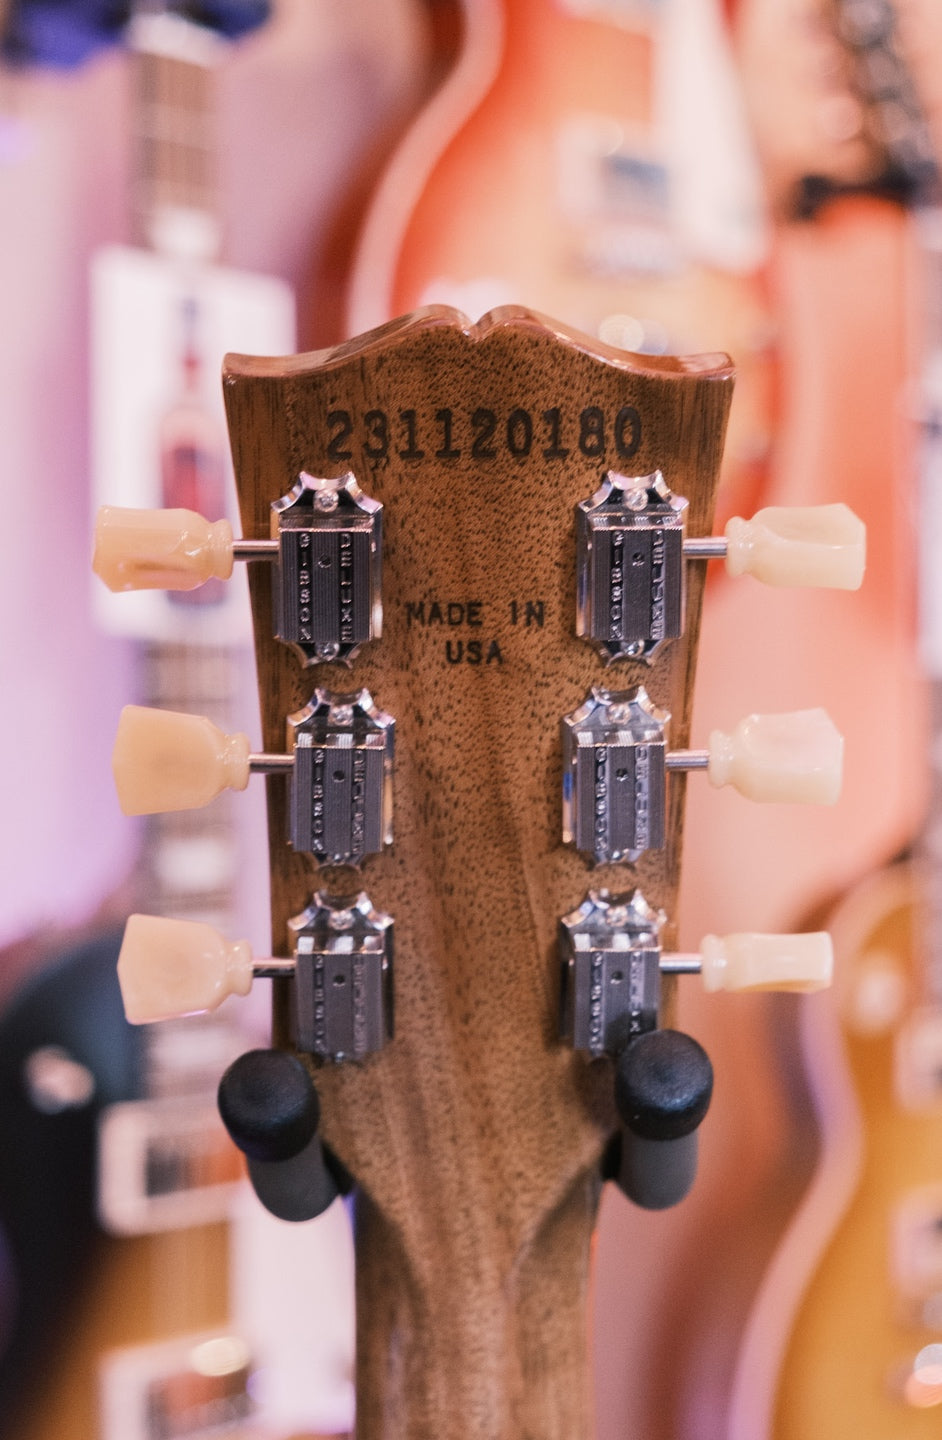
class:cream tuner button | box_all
[112,705,253,815]
[696,930,834,993]
[704,707,843,805]
[722,502,865,590]
[93,505,237,592]
[118,914,256,1024]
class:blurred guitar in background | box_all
[716,4,942,1434]
[2,11,277,1437]
[343,0,778,531]
[660,3,942,1437]
[0,1,434,1435]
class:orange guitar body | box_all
[656,0,937,1429]
[347,0,777,529]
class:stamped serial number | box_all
[326,404,642,464]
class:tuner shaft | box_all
[249,753,294,776]
[231,538,279,561]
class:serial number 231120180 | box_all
[325,405,643,464]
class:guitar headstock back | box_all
[222,306,733,1438]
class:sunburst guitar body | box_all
[729,858,942,1434]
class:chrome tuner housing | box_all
[272,470,383,665]
[287,689,394,866]
[287,891,393,1062]
[576,468,687,663]
[562,685,669,865]
[559,889,665,1057]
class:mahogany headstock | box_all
[221,305,731,1437]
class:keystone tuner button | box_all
[117,914,293,1025]
[715,503,866,589]
[687,705,844,806]
[112,706,259,816]
[93,504,242,592]
[662,928,834,993]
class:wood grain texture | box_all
[223,306,733,1440]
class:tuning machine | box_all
[559,888,832,1057]
[111,689,394,868]
[559,887,832,1208]
[115,893,389,1222]
[576,469,865,661]
[94,469,382,664]
[116,891,393,1064]
[562,686,842,865]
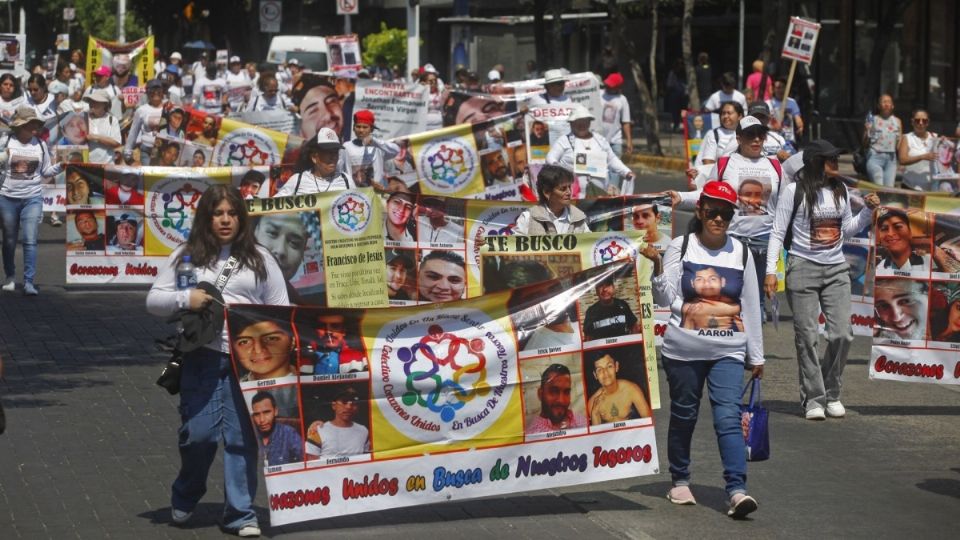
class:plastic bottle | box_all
[176,255,198,290]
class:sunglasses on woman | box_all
[702,207,736,221]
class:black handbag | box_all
[155,256,239,395]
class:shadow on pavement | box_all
[625,480,731,515]
[916,478,960,499]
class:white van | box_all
[266,36,329,72]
=====
◆ **REQUIRED ACTION**: Exactly the lines from the one with "class:mahogany headstock | box_all" to the last line of the listing are wanted, both ends included and pictures excluded.

◆ **RESPONSE BOX**:
class:mahogany headstock | box_all
[221,305,731,1437]
class:keystone tuner button | box_all
[117,914,293,1025]
[715,503,866,589]
[687,705,844,806]
[112,706,259,816]
[93,504,242,592]
[662,928,834,993]
class:wood grain texture | box_all
[223,306,733,1440]
class:tuning machine | box_all
[559,888,832,1057]
[111,689,394,868]
[559,887,832,1208]
[115,893,389,1222]
[576,469,865,661]
[94,469,382,664]
[116,891,393,1064]
[562,686,842,865]
class:plastic bottle | box_all
[176,255,198,290]
class:sunglasses on woman | box_all
[702,207,736,221]
class:black handbag | box_all
[155,256,239,395]
class:shadow on pavement | box_all
[625,480,731,515]
[916,478,960,499]
class:white van | box_all
[266,36,329,72]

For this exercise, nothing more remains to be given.